• _Your objective_:
Answer these questions about the passage on Max's performances:
(a) Which years does MH call a period of not-quite-good-enough machinery?
(b) How does WB describe the gulf between 2021 Max and 2022 Max?
(c) To whom does WB compare Max at the end?
(Passage provided Opens)
MH: It’s difficult to envisage where there is any headroom for significant improvement in his performances. As he relaxes into his competitive situation, after years of not-quite-good-enough machinery from 2016-20, his bond with the team should strengthen, their understanding of each other becoming even more intuitive.
WB: In all honesty, he just has to keep doing what he’s doing. The gulf between 2021 Max and 2022 Max is vast. The ramp up in maturity, level-headedness, calm, his bigger picture approach and his ability to extract the maximum from a car not always to his liking has been mesmerising. If he makes the same kind of step up from 2022 to 2023, he will be nigh on unstoppable. He’s learning with every lap, he’s focusing on himself and he’s making an incredibly small number of mistakes. He’s 1996-level Michael Schumacher. This is only the start.
(Passage provided Closes)
(Listed entries Opens)
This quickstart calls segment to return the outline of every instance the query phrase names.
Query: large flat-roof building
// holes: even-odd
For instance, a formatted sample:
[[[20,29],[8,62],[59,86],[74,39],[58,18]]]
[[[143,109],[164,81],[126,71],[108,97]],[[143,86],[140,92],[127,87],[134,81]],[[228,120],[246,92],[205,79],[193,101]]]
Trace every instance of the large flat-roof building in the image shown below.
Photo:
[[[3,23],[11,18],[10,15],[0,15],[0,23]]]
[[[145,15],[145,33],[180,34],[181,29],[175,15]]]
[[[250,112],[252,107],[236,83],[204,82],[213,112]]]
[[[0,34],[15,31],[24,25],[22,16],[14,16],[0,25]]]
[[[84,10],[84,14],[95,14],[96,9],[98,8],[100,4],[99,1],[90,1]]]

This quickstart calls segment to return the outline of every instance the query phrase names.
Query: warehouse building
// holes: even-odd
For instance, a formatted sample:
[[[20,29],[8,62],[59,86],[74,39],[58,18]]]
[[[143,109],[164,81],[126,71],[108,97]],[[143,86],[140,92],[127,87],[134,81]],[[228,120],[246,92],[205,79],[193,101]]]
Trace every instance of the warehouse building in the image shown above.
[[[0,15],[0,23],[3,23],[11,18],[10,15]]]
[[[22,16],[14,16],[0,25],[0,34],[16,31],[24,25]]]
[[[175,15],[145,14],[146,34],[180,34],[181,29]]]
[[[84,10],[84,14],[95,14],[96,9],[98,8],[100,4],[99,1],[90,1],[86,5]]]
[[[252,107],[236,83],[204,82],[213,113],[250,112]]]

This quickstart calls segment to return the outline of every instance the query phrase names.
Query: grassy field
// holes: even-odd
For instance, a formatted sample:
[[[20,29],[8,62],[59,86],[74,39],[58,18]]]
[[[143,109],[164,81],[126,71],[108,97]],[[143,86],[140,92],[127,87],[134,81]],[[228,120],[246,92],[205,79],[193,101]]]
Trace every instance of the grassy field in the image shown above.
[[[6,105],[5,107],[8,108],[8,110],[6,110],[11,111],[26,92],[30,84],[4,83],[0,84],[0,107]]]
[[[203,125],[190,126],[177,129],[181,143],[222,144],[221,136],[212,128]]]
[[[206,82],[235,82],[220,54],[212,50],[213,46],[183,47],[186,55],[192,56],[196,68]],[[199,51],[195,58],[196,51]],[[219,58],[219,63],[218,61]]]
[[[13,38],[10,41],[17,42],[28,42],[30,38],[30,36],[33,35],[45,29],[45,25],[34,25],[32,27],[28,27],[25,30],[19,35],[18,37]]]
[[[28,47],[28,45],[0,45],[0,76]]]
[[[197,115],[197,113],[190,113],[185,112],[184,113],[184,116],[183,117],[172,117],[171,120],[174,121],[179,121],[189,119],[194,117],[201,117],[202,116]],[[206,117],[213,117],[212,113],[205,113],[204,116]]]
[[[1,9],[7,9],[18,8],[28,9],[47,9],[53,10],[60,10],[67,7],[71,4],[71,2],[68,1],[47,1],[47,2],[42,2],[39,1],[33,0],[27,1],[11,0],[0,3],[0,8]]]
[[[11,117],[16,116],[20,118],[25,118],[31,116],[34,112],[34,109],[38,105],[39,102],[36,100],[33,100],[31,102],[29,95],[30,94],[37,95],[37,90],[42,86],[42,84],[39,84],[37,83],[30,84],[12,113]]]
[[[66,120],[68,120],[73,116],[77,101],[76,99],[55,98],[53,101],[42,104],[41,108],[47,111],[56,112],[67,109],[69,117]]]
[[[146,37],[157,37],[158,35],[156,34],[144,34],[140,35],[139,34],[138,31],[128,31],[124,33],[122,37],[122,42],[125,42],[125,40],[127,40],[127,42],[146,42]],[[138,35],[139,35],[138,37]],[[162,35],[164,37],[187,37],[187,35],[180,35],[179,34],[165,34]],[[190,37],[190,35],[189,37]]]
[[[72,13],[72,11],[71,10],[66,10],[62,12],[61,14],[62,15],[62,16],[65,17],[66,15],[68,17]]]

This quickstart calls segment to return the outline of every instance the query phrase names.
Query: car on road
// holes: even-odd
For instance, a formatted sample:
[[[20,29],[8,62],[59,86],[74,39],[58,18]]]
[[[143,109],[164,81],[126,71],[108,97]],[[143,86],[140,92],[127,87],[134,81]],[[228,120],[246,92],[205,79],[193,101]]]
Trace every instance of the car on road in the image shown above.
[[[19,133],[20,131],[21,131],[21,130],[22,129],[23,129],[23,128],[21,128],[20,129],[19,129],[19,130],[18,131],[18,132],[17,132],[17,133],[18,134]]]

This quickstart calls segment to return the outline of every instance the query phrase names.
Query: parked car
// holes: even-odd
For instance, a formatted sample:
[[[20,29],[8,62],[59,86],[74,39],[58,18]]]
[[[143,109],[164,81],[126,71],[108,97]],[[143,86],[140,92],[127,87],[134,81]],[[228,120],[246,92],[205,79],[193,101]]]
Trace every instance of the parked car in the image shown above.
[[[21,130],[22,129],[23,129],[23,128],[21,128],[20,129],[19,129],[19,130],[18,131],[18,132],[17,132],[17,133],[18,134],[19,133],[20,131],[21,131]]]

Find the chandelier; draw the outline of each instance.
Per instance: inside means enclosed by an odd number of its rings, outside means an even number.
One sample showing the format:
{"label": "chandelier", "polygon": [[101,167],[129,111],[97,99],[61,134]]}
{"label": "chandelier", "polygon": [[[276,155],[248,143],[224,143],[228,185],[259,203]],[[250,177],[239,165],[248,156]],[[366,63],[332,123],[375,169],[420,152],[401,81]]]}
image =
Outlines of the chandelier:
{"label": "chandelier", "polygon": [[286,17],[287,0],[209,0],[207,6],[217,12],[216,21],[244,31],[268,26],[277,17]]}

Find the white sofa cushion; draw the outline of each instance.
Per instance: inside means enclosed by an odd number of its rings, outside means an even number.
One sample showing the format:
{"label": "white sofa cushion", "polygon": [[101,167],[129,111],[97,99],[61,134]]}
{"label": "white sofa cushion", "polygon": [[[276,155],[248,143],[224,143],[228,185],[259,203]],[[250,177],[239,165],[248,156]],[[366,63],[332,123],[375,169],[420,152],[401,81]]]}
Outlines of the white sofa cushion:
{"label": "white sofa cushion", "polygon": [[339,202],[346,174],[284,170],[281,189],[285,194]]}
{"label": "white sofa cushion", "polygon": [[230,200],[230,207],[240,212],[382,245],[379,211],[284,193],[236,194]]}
(Listed entries Closes)
• _Task response_:
(a) 2016-20
(b) Vast
(c) 1996-level Michael Schumacher